### EXCERPTED PASSAGE

# # #

2. Description of the Related Art
A seismic receiver typically is deployed in a wellbore for determining the response of the earth to seismic energy in the vicinity of the wellbore, which enables determination of certain characteristics of the earth in the vicinity of the wellbore, such as geological structure and the location of changes in the material properties of the earth which may naturally occur.
One of the reasons for using a borehole seismic receiver is for matching various depths within the earth penetrated by the wellbore to specific travel times of seismic energy generated at the earth's surface. In relatively unexplored areas, geophysical surveys are typically conducted entirely at the earth's surface. Being able to determine the time for seismic energy to travel to a particular depth within the earth using a surface seismic survey depends on a portion of the seismic energy generated at the earth's surface for the survey being reflected from a zone in the earth having an acoustic impedance mismatch. Impedance mismatches, known as reflectors, typically occur at boundaries of changes in material composition or material properties of the earth.
Reflectors are of particular interest for identifying possible exploration targets within the earth. Each reflector has associated with it a seismic travel time, determined in the surface seismic survey. In order to calculate the depth to a particular reflector, it is necessary to determine the velocity of the seismic energy through the earth. The velocity of the seismic energy through the earth is strongly related to the composition and material properties of the earth. The material properties of the earth may vary widely within different earth formations within the depth range traversed by the wellbore.
It is difficult, if not impossible, to explicitly and accurately determine the seismic velocity of formations solely from the surface seismic survey, therefore when a wellbore is drilled in a relatively unexplored area, a borehole seismic receiver is used to make measurements to determine the velocity of the seismic energy within the formations.
Determining the velocity of the formations while the wellbore is being drilled, rather than after the drilling is completed, can be particularly valuable in certain instances. For example, some wellbores are drilled directionally to the exploration target because the target is horizontally displaced from the location of the wellbore at the earth's surface. If the target was selected only on the basis of seismic travel time to a reflector, then the depth to the target may not be precisely determinable without knowing the velocity of the formations from the earth's surface to the target. This lack of knowledge could cause the planned wellbore trajectory to miss the target entirely.
Periodic use of a wellbore seismic receiver during drilling in conjunction with a seismic energy source deployed at the earth's surface directly above the position of the wellbore seismic receiver enables measurement of seismic energy travel time to the depth of the seismic receiver deployed in the wellbore. The measurement of seismic travel times to various depths enables calibration of the surface seismic survey travel time in depth, thereby increasing the probability that the wellbore will penetrate the target.

# # #

### ENTRIES PROVIDED
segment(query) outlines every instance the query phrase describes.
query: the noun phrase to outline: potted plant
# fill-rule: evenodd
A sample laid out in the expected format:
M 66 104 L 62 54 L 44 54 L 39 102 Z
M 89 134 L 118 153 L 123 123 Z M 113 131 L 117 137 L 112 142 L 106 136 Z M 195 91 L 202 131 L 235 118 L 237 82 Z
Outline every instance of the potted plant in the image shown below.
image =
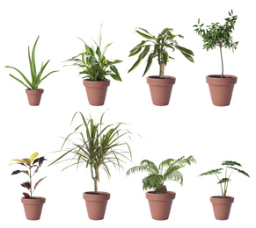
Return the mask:
M 192 163 L 196 163 L 193 156 L 189 156 L 187 159 L 184 156 L 178 160 L 167 159 L 162 161 L 158 167 L 154 162 L 143 160 L 140 166 L 135 166 L 127 171 L 128 175 L 136 172 L 147 172 L 149 174 L 148 176 L 143 179 L 143 189 L 144 190 L 153 189 L 153 191 L 146 193 L 146 198 L 149 200 L 153 219 L 168 219 L 172 200 L 175 198 L 176 193 L 167 191 L 165 182 L 175 181 L 179 182 L 179 184 L 182 185 L 183 175 L 179 169 Z
M 215 175 L 218 179 L 218 184 L 221 186 L 222 196 L 215 196 L 210 197 L 210 202 L 213 205 L 214 214 L 216 219 L 218 220 L 226 220 L 229 218 L 230 211 L 231 209 L 231 203 L 234 202 L 233 196 L 227 196 L 227 190 L 229 186 L 229 182 L 230 182 L 230 175 L 234 171 L 238 171 L 240 174 L 243 174 L 248 177 L 249 175 L 245 173 L 244 170 L 237 168 L 237 167 L 241 167 L 241 165 L 236 161 L 225 160 L 222 163 L 223 166 L 225 166 L 224 172 L 225 175 L 223 178 L 220 179 L 217 175 L 218 174 L 222 174 L 223 168 L 216 168 L 209 170 L 206 173 L 203 173 L 201 175 Z M 228 175 L 228 168 L 232 169 L 232 171 Z
M 121 81 L 118 69 L 114 66 L 121 62 L 121 61 L 108 61 L 105 57 L 105 53 L 112 43 L 106 45 L 101 50 L 101 27 L 99 44 L 94 41 L 96 48 L 91 47 L 82 39 L 80 39 L 84 42 L 85 50 L 67 61 L 74 61 L 73 65 L 82 68 L 79 75 L 84 75 L 83 76 L 83 83 L 85 86 L 89 103 L 94 106 L 100 106 L 105 103 L 107 87 L 110 84 L 110 80 L 106 79 L 106 76 L 109 75 L 113 80 Z
M 11 74 L 9 75 L 11 77 L 14 78 L 15 80 L 17 80 L 18 82 L 19 82 L 21 84 L 25 85 L 27 88 L 26 89 L 26 93 L 27 95 L 28 103 L 32 106 L 37 106 L 40 104 L 41 95 L 44 92 L 43 89 L 38 88 L 40 83 L 43 80 L 45 80 L 48 75 L 58 71 L 58 70 L 52 71 L 42 77 L 42 73 L 43 73 L 44 69 L 46 68 L 46 67 L 48 66 L 48 62 L 50 61 L 48 61 L 45 64 L 43 64 L 43 63 L 41 64 L 40 69 L 39 73 L 37 73 L 34 55 L 35 55 L 35 47 L 36 47 L 36 44 L 37 44 L 37 41 L 39 39 L 39 37 L 40 36 L 38 36 L 38 38 L 33 45 L 31 56 L 30 56 L 30 50 L 29 50 L 29 46 L 28 46 L 28 60 L 29 60 L 29 65 L 30 65 L 31 81 L 29 81 L 28 78 L 21 71 L 19 71 L 16 68 L 10 67 L 10 66 L 5 67 L 5 68 L 15 69 L 22 76 L 24 81 L 15 77 L 14 75 L 12 75 Z
M 147 30 L 137 28 L 135 32 L 146 39 L 135 46 L 131 51 L 129 56 L 139 54 L 137 61 L 128 70 L 128 73 L 135 69 L 140 62 L 148 55 L 147 65 L 143 75 L 151 67 L 154 58 L 157 58 L 160 71 L 159 75 L 149 76 L 147 82 L 150 85 L 152 102 L 155 105 L 164 106 L 169 103 L 172 85 L 175 83 L 175 77 L 165 75 L 165 67 L 167 65 L 171 57 L 167 52 L 170 48 L 172 52 L 176 49 L 190 61 L 194 62 L 194 53 L 183 46 L 178 45 L 176 37 L 183 38 L 181 35 L 172 34 L 173 29 L 164 29 L 157 37 L 151 35 Z
M 82 124 L 65 138 L 62 150 L 67 142 L 71 143 L 72 147 L 65 149 L 64 153 L 50 165 L 66 158 L 68 154 L 72 154 L 72 158 L 67 160 L 70 160 L 74 163 L 65 168 L 71 166 L 78 167 L 80 165 L 85 165 L 85 167 L 90 168 L 91 179 L 94 182 L 94 191 L 84 192 L 83 196 L 86 203 L 89 218 L 100 220 L 104 218 L 110 193 L 98 190 L 99 168 L 103 168 L 107 176 L 110 177 L 109 164 L 118 168 L 122 167 L 123 160 L 129 159 L 131 151 L 128 144 L 121 141 L 121 139 L 124 136 L 129 135 L 130 132 L 121 128 L 123 123 L 103 126 L 104 113 L 99 124 L 94 123 L 91 118 L 85 119 L 81 112 L 75 113 L 73 119 L 77 114 L 82 118 Z M 84 128 L 83 131 L 82 128 Z M 75 135 L 79 137 L 78 141 L 71 139 Z
M 219 22 L 211 23 L 211 25 L 203 28 L 204 24 L 201 24 L 199 18 L 197 25 L 194 25 L 195 27 L 194 31 L 202 38 L 203 49 L 208 51 L 217 46 L 220 48 L 222 75 L 210 75 L 206 77 L 212 103 L 216 106 L 227 106 L 230 103 L 233 88 L 238 81 L 237 76 L 223 74 L 223 48 L 231 48 L 234 52 L 238 44 L 238 42 L 233 41 L 231 36 L 238 16 L 233 16 L 232 10 L 229 12 L 229 15 L 230 17 L 225 18 L 223 25 L 220 25 Z
M 43 157 L 37 158 L 39 155 L 38 153 L 33 153 L 29 159 L 14 159 L 12 160 L 18 161 L 18 163 L 12 164 L 18 164 L 22 165 L 26 168 L 26 170 L 15 170 L 12 172 L 13 175 L 18 175 L 20 173 L 24 173 L 28 175 L 29 180 L 21 183 L 21 186 L 27 189 L 29 191 L 28 193 L 24 192 L 24 197 L 21 198 L 21 202 L 24 205 L 24 210 L 26 213 L 26 217 L 29 220 L 39 220 L 40 217 L 43 203 L 46 202 L 46 198 L 33 196 L 33 193 L 34 192 L 35 189 L 39 185 L 39 183 L 45 179 L 43 177 L 40 179 L 34 186 L 33 186 L 32 177 L 38 172 L 39 168 L 41 167 L 42 163 L 46 159 Z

# # #

### TASKS TO CARRY OUT
A: Render this sentence from the borehole seismic passage in Spanish: "Reflectors are of particular interest for identifying possible exploration targets within the earth."
B: From the borehole seismic passage, reproduce the text starting at "Determining the velocity" and ending at "the target entirely.".
The listing has no connection to the passage on borehole seismic receivers.

### SOLUTIONS TO THE EXERCISE
A: Los reflectores son de particular interés para identificar posibles objetivos de exploración dentro de la tierra.

B:
Determining the velocity of the formations while the wellbore is being drilled, rather than after the drilling is completed, can be particularly valuable in certain instances. For example, some wellbores are drilled directionally to the exploration target because the target is horizontally displaced from the location of the wellbore at the earth's surface. If the target was selected only on the basis of seismic travel time to a reflector, then the depth to the target may not be precisely determinable without knowing the velocity of the formations from the earth's surface to the target. This lack of knowledge could cause the planned wellbore trajectory to miss the target entirely.